▸ Exercise prompt
Could you reproduce the passage on January fishing around Cairns from "In January there" up to and including "rising water temperatures.", replacing "river mouths" with "creek mouths"?

▸ Page excerpt

☆ ☆ ☆

Fishing in the Cairns area, like the weather, has been patchy, with some hot days and others not so hot. This pattern will continue through January, barring a major weather event.
Cyclones are fairly common in January, so when it comes to planing a TNQ fishing expedition it’s a matter of suck it and see. The ‘window weatherman’ is the most reliable indicator. Before you hit the water, have a look at the sky and then visit the major weather forecast websites to check for any major weather events.
The default weather pattern here is calm seas with afternoon sea breezes. By all means take advantage of these conditions when you can, but work around the heat because it can become overpowering if you don’t take care. Lots of water, sunscreen and protective clothing are an absolute must, even in the so-called ‘cooler’ parts of the day.
In January there is no sure fire approach to get you onto some fish. The upside is that it’s a great time to look for new country and try new techniques as you search for some action. Working with and around the prevailing weather conditions is the most important factor. If there has been recent flooding, try the river mouths, beaches and offshore. If it turns out to be a hot, dry January, work the deeper water, in the estuaries and offshore, where the fish will be heading to avoid rising water temperatures.

☆ ☆ ☆

(Rows from a pointing dataset)
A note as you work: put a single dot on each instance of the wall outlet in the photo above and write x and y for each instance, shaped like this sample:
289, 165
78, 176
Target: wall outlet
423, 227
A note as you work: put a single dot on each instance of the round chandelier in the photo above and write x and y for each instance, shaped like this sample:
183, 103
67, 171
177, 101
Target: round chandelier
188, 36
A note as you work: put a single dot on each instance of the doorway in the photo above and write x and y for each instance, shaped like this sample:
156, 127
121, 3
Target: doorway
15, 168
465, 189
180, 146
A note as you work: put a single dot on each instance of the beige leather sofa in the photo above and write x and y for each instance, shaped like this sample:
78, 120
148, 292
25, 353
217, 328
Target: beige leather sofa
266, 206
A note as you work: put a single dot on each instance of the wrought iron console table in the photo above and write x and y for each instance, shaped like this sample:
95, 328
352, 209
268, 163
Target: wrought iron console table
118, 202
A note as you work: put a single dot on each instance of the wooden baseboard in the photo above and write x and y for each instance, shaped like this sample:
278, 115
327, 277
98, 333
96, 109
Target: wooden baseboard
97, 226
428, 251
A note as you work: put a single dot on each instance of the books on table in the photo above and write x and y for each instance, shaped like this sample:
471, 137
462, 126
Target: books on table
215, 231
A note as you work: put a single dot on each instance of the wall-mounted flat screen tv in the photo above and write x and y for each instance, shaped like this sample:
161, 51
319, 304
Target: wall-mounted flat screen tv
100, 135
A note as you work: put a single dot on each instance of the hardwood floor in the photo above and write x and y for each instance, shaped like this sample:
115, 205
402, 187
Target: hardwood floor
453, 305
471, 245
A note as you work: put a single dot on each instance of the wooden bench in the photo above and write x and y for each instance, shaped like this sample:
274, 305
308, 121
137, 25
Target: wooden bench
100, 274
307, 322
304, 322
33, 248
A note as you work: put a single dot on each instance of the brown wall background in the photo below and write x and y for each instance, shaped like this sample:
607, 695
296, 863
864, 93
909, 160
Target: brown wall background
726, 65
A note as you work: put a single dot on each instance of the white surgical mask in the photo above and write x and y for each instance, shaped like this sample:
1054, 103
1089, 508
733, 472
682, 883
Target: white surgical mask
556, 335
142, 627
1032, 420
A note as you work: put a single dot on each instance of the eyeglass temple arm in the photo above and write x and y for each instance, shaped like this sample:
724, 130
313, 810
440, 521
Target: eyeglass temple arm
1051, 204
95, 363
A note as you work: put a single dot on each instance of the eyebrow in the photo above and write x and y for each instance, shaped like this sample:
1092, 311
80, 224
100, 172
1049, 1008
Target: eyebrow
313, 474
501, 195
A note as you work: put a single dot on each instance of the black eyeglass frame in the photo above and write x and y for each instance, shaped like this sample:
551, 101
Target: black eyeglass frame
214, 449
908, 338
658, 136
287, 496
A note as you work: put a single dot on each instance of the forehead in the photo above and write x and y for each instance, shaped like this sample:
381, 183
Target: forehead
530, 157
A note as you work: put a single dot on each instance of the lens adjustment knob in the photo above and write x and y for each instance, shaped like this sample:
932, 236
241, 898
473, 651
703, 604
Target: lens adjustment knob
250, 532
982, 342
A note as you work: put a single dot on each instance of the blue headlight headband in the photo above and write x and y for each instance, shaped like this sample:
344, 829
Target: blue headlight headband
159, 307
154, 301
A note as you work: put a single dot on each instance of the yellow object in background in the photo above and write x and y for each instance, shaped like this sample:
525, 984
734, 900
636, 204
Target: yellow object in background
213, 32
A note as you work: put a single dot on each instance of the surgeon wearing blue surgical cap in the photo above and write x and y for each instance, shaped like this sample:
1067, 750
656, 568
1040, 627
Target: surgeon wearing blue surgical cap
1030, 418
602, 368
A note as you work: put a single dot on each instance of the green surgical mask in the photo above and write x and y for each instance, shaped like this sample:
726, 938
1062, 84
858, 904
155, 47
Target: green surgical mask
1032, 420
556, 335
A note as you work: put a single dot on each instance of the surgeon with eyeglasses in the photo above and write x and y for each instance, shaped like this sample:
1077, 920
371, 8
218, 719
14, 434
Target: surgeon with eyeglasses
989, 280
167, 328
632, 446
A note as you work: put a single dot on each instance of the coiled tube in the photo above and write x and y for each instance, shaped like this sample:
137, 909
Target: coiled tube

☆ ☆ ☆

▸ Exercise result
In January there is no sure fire approach to get you onto some fish. The upside is that it’s a great time to look for new country and try new techniques as you search for some action. Working with and around the prevailing weather conditions is the most important factor. If there has been recent flooding, try the creek mouths, beaches and offshore. If it turns out to be a hot, dry January, work the deeper water, in the estuaries and offshore, where the fish will be heading to avoid rising water temperatures.